• Available data
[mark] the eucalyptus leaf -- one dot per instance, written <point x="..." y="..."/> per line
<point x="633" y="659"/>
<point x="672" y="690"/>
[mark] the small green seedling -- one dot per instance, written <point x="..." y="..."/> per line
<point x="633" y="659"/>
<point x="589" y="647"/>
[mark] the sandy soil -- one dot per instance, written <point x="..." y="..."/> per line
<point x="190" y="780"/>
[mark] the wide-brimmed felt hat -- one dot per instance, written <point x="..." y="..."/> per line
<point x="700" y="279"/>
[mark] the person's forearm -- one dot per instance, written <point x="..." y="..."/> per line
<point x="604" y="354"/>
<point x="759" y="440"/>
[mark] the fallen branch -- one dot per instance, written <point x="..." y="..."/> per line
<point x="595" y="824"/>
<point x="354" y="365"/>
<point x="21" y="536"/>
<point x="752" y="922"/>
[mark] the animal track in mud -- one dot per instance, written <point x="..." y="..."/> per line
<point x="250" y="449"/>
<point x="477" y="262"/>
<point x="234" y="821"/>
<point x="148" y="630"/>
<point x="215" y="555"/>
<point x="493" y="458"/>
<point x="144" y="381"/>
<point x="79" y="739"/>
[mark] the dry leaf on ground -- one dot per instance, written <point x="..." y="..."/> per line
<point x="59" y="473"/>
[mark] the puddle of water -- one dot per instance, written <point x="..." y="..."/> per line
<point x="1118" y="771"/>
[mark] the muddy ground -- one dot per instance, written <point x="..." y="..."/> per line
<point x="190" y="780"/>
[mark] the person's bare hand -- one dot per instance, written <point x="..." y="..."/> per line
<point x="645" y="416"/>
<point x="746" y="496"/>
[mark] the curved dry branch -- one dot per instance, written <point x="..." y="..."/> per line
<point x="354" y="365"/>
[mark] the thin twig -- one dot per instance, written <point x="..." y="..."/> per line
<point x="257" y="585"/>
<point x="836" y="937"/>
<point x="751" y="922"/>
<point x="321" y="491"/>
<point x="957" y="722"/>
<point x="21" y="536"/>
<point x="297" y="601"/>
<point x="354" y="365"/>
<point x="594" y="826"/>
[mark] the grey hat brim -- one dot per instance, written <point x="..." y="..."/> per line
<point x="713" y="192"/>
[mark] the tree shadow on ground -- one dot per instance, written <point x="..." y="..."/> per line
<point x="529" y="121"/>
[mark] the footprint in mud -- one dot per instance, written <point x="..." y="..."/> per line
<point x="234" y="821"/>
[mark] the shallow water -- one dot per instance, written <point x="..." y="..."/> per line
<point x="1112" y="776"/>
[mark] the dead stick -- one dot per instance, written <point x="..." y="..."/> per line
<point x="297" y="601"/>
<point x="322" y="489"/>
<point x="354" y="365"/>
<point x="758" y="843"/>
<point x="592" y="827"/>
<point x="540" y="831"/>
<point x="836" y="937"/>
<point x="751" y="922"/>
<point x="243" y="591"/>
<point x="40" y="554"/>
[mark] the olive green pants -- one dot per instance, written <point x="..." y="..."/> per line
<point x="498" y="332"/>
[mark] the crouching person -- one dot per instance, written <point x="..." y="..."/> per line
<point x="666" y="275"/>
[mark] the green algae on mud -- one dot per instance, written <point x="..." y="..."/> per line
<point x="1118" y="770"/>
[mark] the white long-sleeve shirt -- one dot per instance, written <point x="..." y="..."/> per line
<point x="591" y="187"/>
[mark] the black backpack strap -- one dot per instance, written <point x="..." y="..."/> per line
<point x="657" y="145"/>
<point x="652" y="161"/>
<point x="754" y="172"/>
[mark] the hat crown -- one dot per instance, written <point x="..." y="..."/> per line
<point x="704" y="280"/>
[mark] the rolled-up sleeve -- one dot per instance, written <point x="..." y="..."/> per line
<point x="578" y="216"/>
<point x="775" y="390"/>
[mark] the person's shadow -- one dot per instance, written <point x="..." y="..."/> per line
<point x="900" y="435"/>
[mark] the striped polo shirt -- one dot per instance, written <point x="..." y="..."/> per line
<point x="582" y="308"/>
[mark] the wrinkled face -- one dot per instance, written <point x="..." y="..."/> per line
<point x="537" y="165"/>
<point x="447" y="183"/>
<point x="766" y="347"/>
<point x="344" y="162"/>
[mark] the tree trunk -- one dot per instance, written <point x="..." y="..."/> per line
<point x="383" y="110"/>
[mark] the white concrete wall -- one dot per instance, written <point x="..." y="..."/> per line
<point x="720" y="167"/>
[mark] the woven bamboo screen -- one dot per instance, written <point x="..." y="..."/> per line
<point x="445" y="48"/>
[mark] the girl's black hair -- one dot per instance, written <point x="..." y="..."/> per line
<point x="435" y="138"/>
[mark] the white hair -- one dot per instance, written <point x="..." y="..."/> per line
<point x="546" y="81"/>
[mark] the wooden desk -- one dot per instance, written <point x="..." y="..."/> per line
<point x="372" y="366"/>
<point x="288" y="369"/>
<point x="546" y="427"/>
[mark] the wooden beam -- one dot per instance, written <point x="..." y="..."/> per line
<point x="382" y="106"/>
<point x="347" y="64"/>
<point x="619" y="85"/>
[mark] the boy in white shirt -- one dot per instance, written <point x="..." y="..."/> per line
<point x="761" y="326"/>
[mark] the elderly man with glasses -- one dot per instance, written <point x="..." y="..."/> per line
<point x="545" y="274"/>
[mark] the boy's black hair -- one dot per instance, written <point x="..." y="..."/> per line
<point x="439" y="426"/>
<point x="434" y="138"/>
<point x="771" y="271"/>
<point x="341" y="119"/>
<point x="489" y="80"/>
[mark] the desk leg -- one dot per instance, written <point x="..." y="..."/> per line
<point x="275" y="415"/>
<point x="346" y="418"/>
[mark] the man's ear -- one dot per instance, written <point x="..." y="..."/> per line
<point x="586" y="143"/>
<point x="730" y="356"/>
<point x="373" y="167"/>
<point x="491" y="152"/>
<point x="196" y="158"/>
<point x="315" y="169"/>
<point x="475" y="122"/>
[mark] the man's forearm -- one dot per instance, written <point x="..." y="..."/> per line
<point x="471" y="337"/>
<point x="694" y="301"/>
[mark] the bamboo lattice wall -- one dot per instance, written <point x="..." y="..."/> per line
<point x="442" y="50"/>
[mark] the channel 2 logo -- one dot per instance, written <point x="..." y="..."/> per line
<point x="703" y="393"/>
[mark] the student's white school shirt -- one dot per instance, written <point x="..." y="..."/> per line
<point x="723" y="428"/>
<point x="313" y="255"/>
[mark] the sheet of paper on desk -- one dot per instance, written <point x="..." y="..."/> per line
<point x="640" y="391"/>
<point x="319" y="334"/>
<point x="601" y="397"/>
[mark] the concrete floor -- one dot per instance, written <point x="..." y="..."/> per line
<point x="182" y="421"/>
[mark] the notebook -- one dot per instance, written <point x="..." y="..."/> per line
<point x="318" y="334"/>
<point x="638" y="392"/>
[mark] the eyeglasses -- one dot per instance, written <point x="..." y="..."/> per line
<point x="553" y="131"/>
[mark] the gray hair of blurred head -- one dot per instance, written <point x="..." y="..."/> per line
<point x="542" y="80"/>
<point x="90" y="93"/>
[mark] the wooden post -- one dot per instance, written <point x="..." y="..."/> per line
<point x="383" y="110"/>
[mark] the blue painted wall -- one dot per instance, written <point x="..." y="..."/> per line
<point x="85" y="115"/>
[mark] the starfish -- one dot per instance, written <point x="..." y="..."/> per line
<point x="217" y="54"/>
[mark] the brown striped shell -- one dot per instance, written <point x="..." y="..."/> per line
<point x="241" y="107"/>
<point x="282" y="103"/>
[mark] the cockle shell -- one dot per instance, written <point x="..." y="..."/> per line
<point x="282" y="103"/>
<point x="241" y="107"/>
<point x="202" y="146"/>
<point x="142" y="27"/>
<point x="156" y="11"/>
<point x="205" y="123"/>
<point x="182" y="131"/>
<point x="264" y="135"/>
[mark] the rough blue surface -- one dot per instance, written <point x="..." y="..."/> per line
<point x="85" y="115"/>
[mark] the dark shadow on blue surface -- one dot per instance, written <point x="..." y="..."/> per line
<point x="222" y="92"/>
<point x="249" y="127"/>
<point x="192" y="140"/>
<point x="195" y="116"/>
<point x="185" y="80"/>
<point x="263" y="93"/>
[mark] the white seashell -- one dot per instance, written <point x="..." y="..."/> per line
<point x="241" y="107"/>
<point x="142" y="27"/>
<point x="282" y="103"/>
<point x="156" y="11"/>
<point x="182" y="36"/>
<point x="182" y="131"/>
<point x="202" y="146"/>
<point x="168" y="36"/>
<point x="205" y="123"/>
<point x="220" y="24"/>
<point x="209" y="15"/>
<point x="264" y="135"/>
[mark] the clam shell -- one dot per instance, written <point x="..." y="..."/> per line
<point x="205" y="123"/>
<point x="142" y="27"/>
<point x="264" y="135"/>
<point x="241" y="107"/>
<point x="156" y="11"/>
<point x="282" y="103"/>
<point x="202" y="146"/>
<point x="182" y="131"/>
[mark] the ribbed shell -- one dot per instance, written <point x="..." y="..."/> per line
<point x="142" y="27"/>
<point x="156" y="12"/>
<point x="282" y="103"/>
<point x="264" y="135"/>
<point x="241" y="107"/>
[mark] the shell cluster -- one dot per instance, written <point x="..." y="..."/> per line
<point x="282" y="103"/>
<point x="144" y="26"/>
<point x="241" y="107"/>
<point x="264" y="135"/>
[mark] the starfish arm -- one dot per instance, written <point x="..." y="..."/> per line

• Task details
Find the line containing "[mark] the white seashell" in the data above. Please transcribe it and every line after it, exactly.

• Expected answer
[mark] the white seashell -- one dot per instance, written <point x="..." y="..."/> per line
<point x="241" y="107"/>
<point x="142" y="27"/>
<point x="282" y="103"/>
<point x="156" y="11"/>
<point x="182" y="36"/>
<point x="182" y="131"/>
<point x="202" y="146"/>
<point x="168" y="36"/>
<point x="205" y="123"/>
<point x="220" y="24"/>
<point x="209" y="15"/>
<point x="264" y="135"/>
[mark] the clam shell -- one dot per instance, written <point x="..." y="..."/> per line
<point x="205" y="123"/>
<point x="142" y="27"/>
<point x="264" y="135"/>
<point x="241" y="107"/>
<point x="156" y="11"/>
<point x="282" y="103"/>
<point x="202" y="146"/>
<point x="182" y="131"/>
[mark] the ribbed shell -- one dot per instance, written <point x="..." y="..."/> per line
<point x="142" y="27"/>
<point x="156" y="12"/>
<point x="282" y="103"/>
<point x="264" y="135"/>
<point x="241" y="107"/>
[mark] the shell cluster -- one dot per instance, written <point x="..." y="..."/> per line
<point x="282" y="103"/>
<point x="144" y="26"/>
<point x="241" y="107"/>
<point x="264" y="135"/>
[mark] the starfish arm -- one dot per instance, written <point x="..." y="..."/> per line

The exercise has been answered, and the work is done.